▶ Task prompt: List every city that the Christmas tree text below names.

▶ Text excerpt:
━━━━━━━━━━━━━━━━━━━━

Photos of the Baker Garden & Gift by Hillary Ehlen
There is something about bringing home a fresh-cut Christmas tree and filling your living room with the festive scent of pine that really gets you in the holiday spirit. Here’s what you need to know about getting your Christmas tree home for the holidays in the Fargo-Moorhead-West Fargo area.
Where To Buy
If you still haven’t bought one, here are 10 locations where you can purchase a live, fresh-cut Christmas tree in the Fargo-Moorhead area.
Baker Garden & Gift
2733 S University Drive, Fargo
Monday–Saturday from 9 a.m.–5 p.m. and Sunday from 12 p.m.–5 p.m.
Olivet Lutheran Church
1330 S University Drive, Fargo
Every weekday from 12-9 p.m.

━━━━━━━━━━━━━━━━━━━━

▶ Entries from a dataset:
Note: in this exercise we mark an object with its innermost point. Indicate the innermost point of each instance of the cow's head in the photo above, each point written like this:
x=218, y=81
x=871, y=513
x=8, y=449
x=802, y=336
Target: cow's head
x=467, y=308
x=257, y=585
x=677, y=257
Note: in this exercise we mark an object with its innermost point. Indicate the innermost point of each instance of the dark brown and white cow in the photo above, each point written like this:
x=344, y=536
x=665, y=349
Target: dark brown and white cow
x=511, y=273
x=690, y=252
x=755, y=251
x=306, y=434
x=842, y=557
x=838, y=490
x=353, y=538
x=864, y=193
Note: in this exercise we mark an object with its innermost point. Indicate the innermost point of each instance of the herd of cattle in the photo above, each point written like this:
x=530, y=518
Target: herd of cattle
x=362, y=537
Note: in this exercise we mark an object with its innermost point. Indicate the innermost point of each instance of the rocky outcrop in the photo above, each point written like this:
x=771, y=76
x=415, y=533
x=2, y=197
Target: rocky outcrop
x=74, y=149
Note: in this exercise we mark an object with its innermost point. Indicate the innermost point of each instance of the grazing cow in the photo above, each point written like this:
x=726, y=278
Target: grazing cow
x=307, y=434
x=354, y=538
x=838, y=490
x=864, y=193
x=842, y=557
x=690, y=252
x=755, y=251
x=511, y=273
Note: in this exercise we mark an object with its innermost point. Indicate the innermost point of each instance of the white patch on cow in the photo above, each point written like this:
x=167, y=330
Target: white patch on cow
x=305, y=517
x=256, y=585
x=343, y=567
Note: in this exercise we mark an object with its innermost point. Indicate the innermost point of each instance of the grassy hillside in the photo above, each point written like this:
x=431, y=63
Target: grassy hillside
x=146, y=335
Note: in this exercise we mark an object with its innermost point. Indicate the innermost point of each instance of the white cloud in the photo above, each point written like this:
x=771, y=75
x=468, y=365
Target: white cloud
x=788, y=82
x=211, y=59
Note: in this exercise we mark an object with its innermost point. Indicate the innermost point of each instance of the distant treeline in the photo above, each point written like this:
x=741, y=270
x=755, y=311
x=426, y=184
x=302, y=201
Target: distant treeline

━━━━━━━━━━━━━━━━━━━━

▶ Task response: Fargo, Moorhead, West Fargo